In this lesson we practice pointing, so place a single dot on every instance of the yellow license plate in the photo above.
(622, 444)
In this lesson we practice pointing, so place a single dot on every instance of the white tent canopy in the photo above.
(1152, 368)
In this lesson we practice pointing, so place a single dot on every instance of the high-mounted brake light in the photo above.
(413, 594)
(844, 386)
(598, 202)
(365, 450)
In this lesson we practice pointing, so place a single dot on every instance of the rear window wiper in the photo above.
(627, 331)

-- -- --

DESCRIPTION OF THE TASK »
Give the lines from the one containing "canopy in the photo above." through the end of the entries again, exactly as written and with no other lines.

TASK RESPONSE »
In this lesson we practice pointing, so place a single dot on every instance of the white tent canopy in the photo above.
(1152, 368)
In this lesson we practice pointing, so place a single dot on every instance of the high-mounted brake light in the photo above.
(413, 594)
(844, 386)
(598, 202)
(365, 450)
In this lesson we practice pointing, so place a single dot on every instance of the rear window wiper in the photo above.
(627, 331)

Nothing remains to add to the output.